▶ [Provided passage]:
ONC, FTC commit to collaborate to strengthen health IT competition

The Office of the National Coordinator for Health IT and the Federal Trade Commission plan to work together to promote competition in the health IT marketplace, the two agencies have revealed.

In companion blog posts published Tuesday by the respective agencies, officials outline takeaways from a workshop held last spring by the FTC on competition and its impact on marketplace growth and interoperability.

"At the workshop, we heard plenty of reasons to be encouraged about the ways that competition is working to deliver interoperable systems and services," ONC Policy Office Director Jodi Daniel and policy analyst Karson Mahler said in a Health IT Buzz post. ONC, in a vision paper published in June, said it believes participation from multiple stakeholders--including patients, providers and vendors--will be necessary to achieve interoperability to the point of creating a "continuous learning" environment for care.

"Despite success, however," Daniel and Mahler continued, "a clear takeaway from the FTC workshop was that health IT markets are not functioning as efficiently as they could be."

[Collection entries]

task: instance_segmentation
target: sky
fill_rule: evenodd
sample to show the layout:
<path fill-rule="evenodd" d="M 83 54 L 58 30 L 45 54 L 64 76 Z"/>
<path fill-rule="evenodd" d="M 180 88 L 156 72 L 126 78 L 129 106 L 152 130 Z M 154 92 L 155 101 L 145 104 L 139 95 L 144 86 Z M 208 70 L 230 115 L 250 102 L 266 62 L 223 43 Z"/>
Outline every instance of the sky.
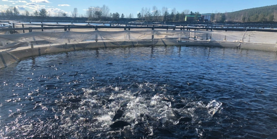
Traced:
<path fill-rule="evenodd" d="M 105 4 L 108 6 L 110 12 L 117 12 L 125 15 L 133 14 L 134 17 L 141 11 L 143 7 L 152 9 L 154 6 L 161 9 L 163 6 L 167 7 L 169 11 L 174 8 L 179 12 L 186 9 L 194 12 L 199 11 L 200 13 L 214 13 L 215 12 L 224 13 L 231 12 L 246 9 L 277 4 L 277 0 L 265 0 L 262 2 L 257 2 L 253 0 L 215 0 L 208 1 L 175 1 L 160 0 L 136 1 L 121 0 L 0 0 L 0 11 L 5 11 L 10 6 L 15 6 L 20 14 L 25 10 L 30 13 L 35 10 L 43 8 L 46 9 L 52 16 L 55 13 L 61 11 L 70 16 L 74 8 L 78 9 L 79 15 L 86 14 L 86 10 L 89 7 L 99 6 L 102 7 Z"/>

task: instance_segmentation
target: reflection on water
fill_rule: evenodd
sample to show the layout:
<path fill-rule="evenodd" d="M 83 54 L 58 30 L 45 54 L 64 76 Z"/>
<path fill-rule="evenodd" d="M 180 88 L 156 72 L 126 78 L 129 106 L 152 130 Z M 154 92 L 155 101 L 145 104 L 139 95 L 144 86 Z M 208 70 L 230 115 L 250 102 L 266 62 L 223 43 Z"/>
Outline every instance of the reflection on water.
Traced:
<path fill-rule="evenodd" d="M 274 138 L 276 61 L 185 47 L 30 58 L 0 70 L 0 137 Z"/>

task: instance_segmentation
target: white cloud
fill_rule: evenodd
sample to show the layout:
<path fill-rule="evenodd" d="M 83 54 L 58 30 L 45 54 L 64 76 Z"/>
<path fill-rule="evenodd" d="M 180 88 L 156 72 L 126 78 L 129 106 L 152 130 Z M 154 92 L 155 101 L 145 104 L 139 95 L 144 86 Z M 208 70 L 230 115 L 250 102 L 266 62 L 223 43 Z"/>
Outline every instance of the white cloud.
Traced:
<path fill-rule="evenodd" d="M 8 1 L 8 0 L 2 0 L 2 1 L 3 2 L 16 2 L 15 1 Z"/>
<path fill-rule="evenodd" d="M 16 6 L 16 8 L 19 10 L 24 10 L 25 9 L 24 6 Z"/>
<path fill-rule="evenodd" d="M 30 0 L 32 2 L 36 3 L 50 3 L 47 0 Z"/>
<path fill-rule="evenodd" d="M 68 4 L 59 4 L 58 6 L 70 6 L 70 5 Z"/>
<path fill-rule="evenodd" d="M 62 12 L 63 13 L 65 13 L 67 14 L 69 13 L 68 12 L 66 12 L 60 9 L 56 8 L 47 9 L 46 9 L 46 11 L 47 11 L 47 12 L 48 12 L 48 13 L 50 13 L 52 15 L 55 14 L 55 13 L 58 13 L 58 12 Z"/>
<path fill-rule="evenodd" d="M 39 6 L 39 5 L 36 4 L 36 3 L 26 3 L 26 5 L 29 5 L 30 6 Z"/>

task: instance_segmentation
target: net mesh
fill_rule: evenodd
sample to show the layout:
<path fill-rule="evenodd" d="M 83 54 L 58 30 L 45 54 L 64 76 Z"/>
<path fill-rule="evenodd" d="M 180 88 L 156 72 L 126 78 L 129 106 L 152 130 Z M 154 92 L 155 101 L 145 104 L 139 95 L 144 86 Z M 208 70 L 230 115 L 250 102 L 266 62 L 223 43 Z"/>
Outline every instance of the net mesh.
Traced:
<path fill-rule="evenodd" d="M 20 24 L 15 25 L 22 27 Z M 29 27 L 41 26 L 24 24 Z M 277 52 L 275 32 L 92 28 L 32 31 L 24 33 L 18 30 L 12 34 L 0 32 L 0 68 L 32 57 L 113 47 L 189 45 Z"/>

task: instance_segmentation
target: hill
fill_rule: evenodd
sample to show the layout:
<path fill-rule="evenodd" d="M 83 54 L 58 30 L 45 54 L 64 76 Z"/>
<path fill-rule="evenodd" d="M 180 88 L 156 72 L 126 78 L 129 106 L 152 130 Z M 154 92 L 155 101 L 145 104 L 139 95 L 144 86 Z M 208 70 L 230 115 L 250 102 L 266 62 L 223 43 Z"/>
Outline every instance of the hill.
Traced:
<path fill-rule="evenodd" d="M 228 21 L 272 22 L 277 21 L 277 5 L 244 9 L 226 13 Z"/>

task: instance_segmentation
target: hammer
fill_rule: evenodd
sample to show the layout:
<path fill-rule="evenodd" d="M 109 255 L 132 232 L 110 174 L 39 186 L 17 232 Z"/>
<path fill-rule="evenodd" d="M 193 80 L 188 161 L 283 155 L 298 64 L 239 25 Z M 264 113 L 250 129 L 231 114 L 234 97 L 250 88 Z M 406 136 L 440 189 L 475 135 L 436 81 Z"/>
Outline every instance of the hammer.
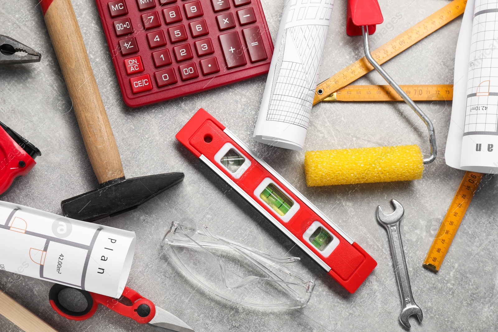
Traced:
<path fill-rule="evenodd" d="M 93 221 L 136 209 L 183 180 L 174 172 L 125 179 L 113 130 L 70 0 L 39 0 L 100 187 L 61 202 L 66 217 Z"/>

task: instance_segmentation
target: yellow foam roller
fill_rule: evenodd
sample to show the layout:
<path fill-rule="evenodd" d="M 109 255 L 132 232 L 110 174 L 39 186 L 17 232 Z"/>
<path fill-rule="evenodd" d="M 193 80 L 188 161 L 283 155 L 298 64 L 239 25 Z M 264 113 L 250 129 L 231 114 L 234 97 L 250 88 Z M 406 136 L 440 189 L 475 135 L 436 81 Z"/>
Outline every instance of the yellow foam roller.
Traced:
<path fill-rule="evenodd" d="M 423 157 L 416 144 L 308 151 L 304 172 L 309 187 L 404 181 L 422 178 Z"/>

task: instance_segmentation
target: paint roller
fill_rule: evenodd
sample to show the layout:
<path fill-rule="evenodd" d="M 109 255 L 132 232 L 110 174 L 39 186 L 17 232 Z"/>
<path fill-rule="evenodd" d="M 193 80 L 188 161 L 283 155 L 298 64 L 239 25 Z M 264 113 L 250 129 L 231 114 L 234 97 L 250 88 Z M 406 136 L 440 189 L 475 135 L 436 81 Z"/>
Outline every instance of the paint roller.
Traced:
<path fill-rule="evenodd" d="M 422 178 L 424 165 L 436 159 L 436 134 L 430 119 L 374 59 L 370 34 L 383 18 L 377 0 L 349 0 L 346 30 L 349 35 L 363 35 L 365 57 L 425 124 L 431 155 L 424 158 L 417 145 L 308 151 L 304 171 L 308 186 L 407 181 Z"/>

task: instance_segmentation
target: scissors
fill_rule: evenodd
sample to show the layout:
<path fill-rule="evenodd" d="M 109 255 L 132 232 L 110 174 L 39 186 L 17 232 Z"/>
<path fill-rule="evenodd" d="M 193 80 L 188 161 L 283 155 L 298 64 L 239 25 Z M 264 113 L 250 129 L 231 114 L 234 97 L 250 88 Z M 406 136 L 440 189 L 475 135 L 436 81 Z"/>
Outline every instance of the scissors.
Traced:
<path fill-rule="evenodd" d="M 87 301 L 87 308 L 81 312 L 74 312 L 63 306 L 59 301 L 59 293 L 67 288 L 75 289 L 81 293 Z M 102 304 L 118 314 L 129 317 L 139 323 L 148 323 L 162 331 L 172 330 L 177 332 L 194 332 L 192 328 L 181 319 L 166 310 L 156 307 L 151 301 L 146 299 L 127 287 L 124 287 L 122 298 L 124 297 L 131 302 L 127 305 L 117 299 L 68 286 L 55 284 L 50 289 L 48 298 L 52 308 L 58 314 L 74 321 L 83 321 L 91 317 Z M 167 330 L 164 330 L 167 329 Z"/>
<path fill-rule="evenodd" d="M 10 37 L 0 34 L 0 65 L 39 62 L 41 54 Z"/>

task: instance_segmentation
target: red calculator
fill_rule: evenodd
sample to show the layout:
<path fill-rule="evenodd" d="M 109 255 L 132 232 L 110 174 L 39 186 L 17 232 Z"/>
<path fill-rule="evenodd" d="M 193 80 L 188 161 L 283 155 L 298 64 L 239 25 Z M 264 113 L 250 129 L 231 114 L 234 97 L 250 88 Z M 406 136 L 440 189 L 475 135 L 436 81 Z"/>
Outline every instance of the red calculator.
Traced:
<path fill-rule="evenodd" d="M 96 0 L 124 103 L 176 98 L 268 72 L 259 0 Z"/>

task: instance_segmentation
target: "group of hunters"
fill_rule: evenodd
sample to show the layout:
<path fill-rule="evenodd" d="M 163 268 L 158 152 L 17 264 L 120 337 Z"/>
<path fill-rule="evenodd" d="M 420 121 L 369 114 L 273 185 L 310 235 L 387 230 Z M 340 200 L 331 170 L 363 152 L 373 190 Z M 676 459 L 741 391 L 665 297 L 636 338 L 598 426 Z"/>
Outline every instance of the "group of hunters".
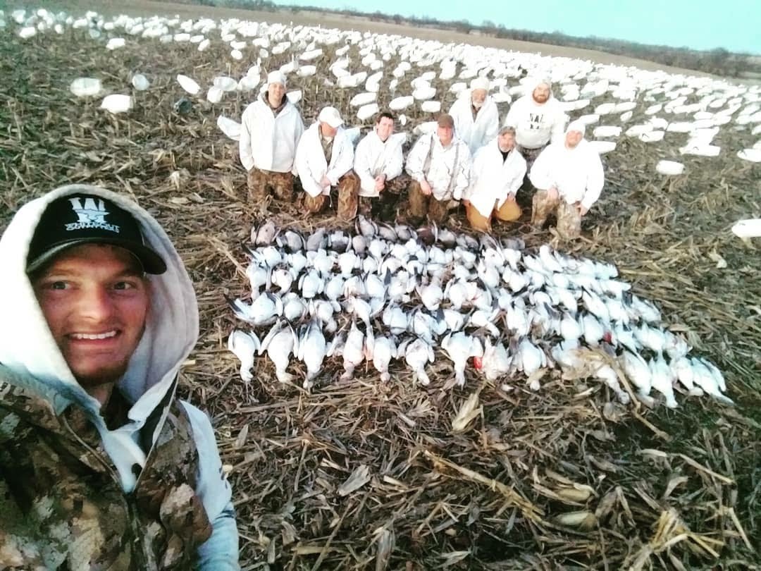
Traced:
<path fill-rule="evenodd" d="M 461 203 L 472 228 L 490 231 L 495 219 L 520 218 L 516 194 L 523 188 L 533 193 L 532 225 L 541 228 L 555 215 L 559 234 L 574 238 L 600 197 L 600 156 L 584 139 L 583 123 L 566 126 L 548 81 L 537 81 L 516 100 L 500 126 L 489 80 L 473 79 L 406 161 L 403 140 L 392 136 L 391 113 L 380 113 L 355 149 L 335 107 L 323 107 L 305 129 L 286 96 L 285 81 L 280 72 L 269 73 L 266 90 L 243 113 L 240 156 L 251 200 L 272 193 L 290 201 L 300 187 L 298 199 L 307 212 L 335 205 L 342 220 L 358 214 L 388 219 L 406 191 L 409 222 L 441 224 Z"/>

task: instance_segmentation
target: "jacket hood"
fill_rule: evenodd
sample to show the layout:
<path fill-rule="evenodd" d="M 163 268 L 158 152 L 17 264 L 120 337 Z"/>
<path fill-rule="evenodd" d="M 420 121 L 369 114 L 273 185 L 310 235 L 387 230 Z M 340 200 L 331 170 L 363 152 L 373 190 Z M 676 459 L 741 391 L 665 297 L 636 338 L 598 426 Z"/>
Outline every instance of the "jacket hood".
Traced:
<path fill-rule="evenodd" d="M 151 305 L 145 330 L 118 383 L 133 406 L 129 418 L 139 423 L 159 404 L 198 337 L 198 307 L 182 260 L 158 222 L 129 199 L 97 187 L 72 184 L 53 190 L 22 206 L 0 238 L 0 362 L 19 375 L 31 375 L 51 394 L 69 395 L 54 403 L 56 412 L 73 400 L 98 407 L 75 379 L 48 328 L 27 276 L 27 255 L 40 216 L 52 201 L 77 193 L 102 196 L 130 212 L 143 239 L 166 262 L 167 271 L 148 276 Z"/>

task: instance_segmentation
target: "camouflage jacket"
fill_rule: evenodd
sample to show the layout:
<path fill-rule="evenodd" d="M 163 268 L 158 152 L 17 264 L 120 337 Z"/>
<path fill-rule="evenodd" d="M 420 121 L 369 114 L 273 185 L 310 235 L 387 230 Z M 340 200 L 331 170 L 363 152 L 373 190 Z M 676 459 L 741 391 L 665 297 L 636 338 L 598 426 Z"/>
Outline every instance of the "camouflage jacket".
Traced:
<path fill-rule="evenodd" d="M 174 390 L 141 430 L 150 452 L 125 493 L 86 413 L 35 388 L 0 365 L 0 569 L 190 569 L 212 525 Z"/>

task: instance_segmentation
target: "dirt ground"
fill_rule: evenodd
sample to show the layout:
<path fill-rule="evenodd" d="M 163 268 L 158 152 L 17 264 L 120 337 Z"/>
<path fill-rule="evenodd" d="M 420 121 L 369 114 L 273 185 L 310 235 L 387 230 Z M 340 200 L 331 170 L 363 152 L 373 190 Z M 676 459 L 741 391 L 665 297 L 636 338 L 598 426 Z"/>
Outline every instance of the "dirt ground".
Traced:
<path fill-rule="evenodd" d="M 13 5 L 14 2 L 9 2 Z M 16 2 L 16 4 L 21 4 Z M 46 2 L 46 5 L 48 3 Z M 323 27 L 336 27 L 341 30 L 358 29 L 362 31 L 371 31 L 375 33 L 400 34 L 410 36 L 424 40 L 437 40 L 441 42 L 454 42 L 456 43 L 470 43 L 475 46 L 501 48 L 518 52 L 540 53 L 545 56 L 556 57 L 568 57 L 580 59 L 590 59 L 600 63 L 614 64 L 616 65 L 634 65 L 641 69 L 650 71 L 663 70 L 668 73 L 684 73 L 689 75 L 707 75 L 690 69 L 662 65 L 654 62 L 645 59 L 616 56 L 594 49 L 582 49 L 581 48 L 563 47 L 534 42 L 523 42 L 517 40 L 506 40 L 495 37 L 488 37 L 468 33 L 461 33 L 450 30 L 419 28 L 385 22 L 373 22 L 369 19 L 360 18 L 343 17 L 338 14 L 326 14 L 317 12 L 301 11 L 295 14 L 287 10 L 276 12 L 259 11 L 255 10 L 240 10 L 215 6 L 200 6 L 174 2 L 150 2 L 150 0 L 129 0 L 118 3 L 105 4 L 97 0 L 69 0 L 68 2 L 53 2 L 50 7 L 56 9 L 64 9 L 72 13 L 94 10 L 104 14 L 127 14 L 134 16 L 151 14 L 174 15 L 182 18 L 197 18 L 201 17 L 212 18 L 237 18 L 246 20 L 293 23 L 306 26 L 322 26 Z M 51 8 L 52 9 L 52 8 Z M 479 18 L 473 18 L 476 21 Z"/>

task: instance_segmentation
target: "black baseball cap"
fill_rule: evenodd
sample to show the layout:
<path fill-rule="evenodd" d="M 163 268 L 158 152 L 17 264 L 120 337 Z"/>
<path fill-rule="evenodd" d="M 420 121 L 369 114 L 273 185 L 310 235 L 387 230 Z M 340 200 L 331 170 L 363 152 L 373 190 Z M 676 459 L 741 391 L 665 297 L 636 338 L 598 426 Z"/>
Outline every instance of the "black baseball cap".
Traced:
<path fill-rule="evenodd" d="M 27 272 L 82 244 L 119 246 L 134 254 L 147 273 L 167 271 L 161 257 L 145 245 L 132 214 L 103 196 L 72 194 L 53 200 L 43 212 L 29 245 Z"/>

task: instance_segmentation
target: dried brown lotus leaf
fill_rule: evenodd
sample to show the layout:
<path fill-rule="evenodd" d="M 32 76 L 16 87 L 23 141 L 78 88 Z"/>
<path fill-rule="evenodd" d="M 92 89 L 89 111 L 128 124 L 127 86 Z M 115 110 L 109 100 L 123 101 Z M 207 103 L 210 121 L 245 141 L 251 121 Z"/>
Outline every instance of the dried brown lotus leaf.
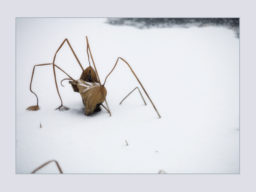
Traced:
<path fill-rule="evenodd" d="M 88 67 L 85 70 L 85 72 L 90 82 L 99 83 L 99 80 L 97 78 L 96 72 L 92 67 L 90 66 Z M 85 77 L 83 73 L 82 73 L 79 79 L 83 81 L 86 81 L 86 78 Z"/>
<path fill-rule="evenodd" d="M 104 97 L 99 83 L 86 82 L 81 79 L 78 79 L 77 81 L 79 93 L 85 107 L 85 114 L 88 115 L 92 114 L 96 107 L 98 108 L 99 106 L 104 102 Z M 104 87 L 102 87 L 105 98 L 107 90 Z"/>
<path fill-rule="evenodd" d="M 39 109 L 39 106 L 38 105 L 33 105 L 29 107 L 26 109 L 26 110 L 29 111 L 37 111 Z"/>

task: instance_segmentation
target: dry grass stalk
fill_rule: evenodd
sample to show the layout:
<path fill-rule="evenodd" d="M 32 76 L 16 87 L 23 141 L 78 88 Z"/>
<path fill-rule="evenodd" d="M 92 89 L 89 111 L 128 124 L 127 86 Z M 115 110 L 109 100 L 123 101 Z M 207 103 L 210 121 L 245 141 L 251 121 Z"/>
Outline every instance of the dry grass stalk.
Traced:
<path fill-rule="evenodd" d="M 140 90 L 140 89 L 139 88 L 139 87 L 135 87 L 135 88 L 134 88 L 134 89 L 133 89 L 133 90 L 132 91 L 131 91 L 131 92 L 130 92 L 130 93 L 129 93 L 129 94 L 128 94 L 126 96 L 126 97 L 125 97 L 124 98 L 124 99 L 122 100 L 122 101 L 121 101 L 121 102 L 120 102 L 120 103 L 119 104 L 120 104 L 121 103 L 122 103 L 122 102 L 123 101 L 124 101 L 124 99 L 126 99 L 126 98 L 127 97 L 128 97 L 128 96 L 129 96 L 130 95 L 130 94 L 132 93 L 132 92 L 133 92 L 133 91 L 134 91 L 136 89 L 138 89 L 138 90 L 139 90 L 139 92 L 140 92 L 140 94 L 141 94 L 141 97 L 142 98 L 142 99 L 143 100 L 143 101 L 144 102 L 144 103 L 145 104 L 145 105 L 146 105 L 147 104 L 146 103 L 146 101 L 145 101 L 145 100 L 144 99 L 144 98 L 143 97 L 143 96 L 142 95 L 142 94 L 141 94 L 141 91 Z"/>

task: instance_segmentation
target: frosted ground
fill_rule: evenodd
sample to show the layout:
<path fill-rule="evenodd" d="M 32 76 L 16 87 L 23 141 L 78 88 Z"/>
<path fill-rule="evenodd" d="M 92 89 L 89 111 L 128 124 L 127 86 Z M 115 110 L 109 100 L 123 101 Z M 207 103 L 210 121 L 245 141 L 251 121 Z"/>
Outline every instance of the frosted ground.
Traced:
<path fill-rule="evenodd" d="M 16 173 L 51 160 L 66 174 L 238 174 L 239 39 L 222 27 L 140 29 L 104 18 L 16 19 Z M 79 93 L 51 63 L 67 38 L 84 68 L 87 36 L 100 80 L 117 58 L 131 65 L 154 104 L 159 118 L 129 68 L 118 61 L 105 87 L 112 115 L 104 109 L 84 115 Z M 82 71 L 65 43 L 55 64 L 75 79 Z M 142 89 L 141 91 L 143 91 Z M 40 127 L 41 123 L 42 127 Z M 128 145 L 127 145 L 126 140 Z M 59 171 L 52 162 L 37 173 Z"/>

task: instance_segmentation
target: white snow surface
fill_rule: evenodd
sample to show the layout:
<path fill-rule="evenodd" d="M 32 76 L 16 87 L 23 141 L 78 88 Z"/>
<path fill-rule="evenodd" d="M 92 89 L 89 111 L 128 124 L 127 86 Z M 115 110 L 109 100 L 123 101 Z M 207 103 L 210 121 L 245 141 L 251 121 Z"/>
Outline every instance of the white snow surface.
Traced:
<path fill-rule="evenodd" d="M 239 174 L 239 41 L 209 26 L 141 29 L 104 18 L 16 18 L 16 174 L 57 161 L 65 174 Z M 51 63 L 67 38 L 84 68 L 86 36 L 112 116 L 85 115 L 79 93 Z M 90 60 L 91 65 L 92 65 Z M 82 71 L 65 42 L 55 63 L 74 79 Z M 121 101 L 138 86 L 121 105 Z M 105 104 L 104 105 L 105 106 Z M 40 122 L 42 128 L 40 128 Z M 127 141 L 128 145 L 126 142 Z M 36 172 L 59 173 L 52 162 Z"/>

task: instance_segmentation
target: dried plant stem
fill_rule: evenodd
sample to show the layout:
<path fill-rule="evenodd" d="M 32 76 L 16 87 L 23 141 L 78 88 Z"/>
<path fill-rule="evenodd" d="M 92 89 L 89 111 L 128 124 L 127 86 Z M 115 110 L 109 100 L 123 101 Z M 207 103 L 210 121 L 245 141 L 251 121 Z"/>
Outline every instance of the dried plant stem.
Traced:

▶ [Work instructions]:
Continue the article on the ONC and FTC health IT competition effort, starting right after its last sentence.

▶ [Response area]:
For instance, they said, transparency for health IT products is lacking. Additionally, while interoperability efforts are growing, a lack of "widely adopted industry standards" impedes more robust growth to parallel payment reform, they said.

In the FTC post, Tara Isa Koslov, deputy director of the office of Policy Planning at the agency; Markus Meier, assistant director of the healthcare division of FTC's Bureau of Competition; and David Schmidt, assistant director of applied research and outreach with FTC, said they are working with ONC to identify possible competition issues.

"In return, we are benefiting from ONC's expertise and industry knowledge as we learn more about how health IT markets operate, which health IT features are desired by providers and patients, and what types of conduct may benefit or harm health IT competition and innovation," they said.

At a congressional hearing in July, members of the House Committee on Oversight and Government Reform questioned the health data and cybersecurity authority of the FTC. Similarly, federal legislators have questioned the regulatory authority of ONC.